→ **The problem**: Lay out the stretch of the listing from the line containing "For the evaluation set, tag every instance of the swan" through the end of the listing as a JSON list of strings, one string per line, leaving out any blank lines.

→ **Recorded data**:
--- START ---

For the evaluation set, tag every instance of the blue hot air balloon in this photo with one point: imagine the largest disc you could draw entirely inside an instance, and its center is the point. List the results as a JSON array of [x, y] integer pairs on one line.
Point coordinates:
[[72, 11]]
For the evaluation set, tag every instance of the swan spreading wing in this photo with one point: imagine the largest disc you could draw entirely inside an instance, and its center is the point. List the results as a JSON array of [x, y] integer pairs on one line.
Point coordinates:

--- END ---

→ **Task output**:
[
  "For the evaluation set, tag every instance of the swan spreading wing in this photo with one point: imagine the largest disc you could draw entirely inside an instance, and its center is the point. List the results as a JSON array of [x, y] integer pairs on one line.",
  "Point coordinates:"
]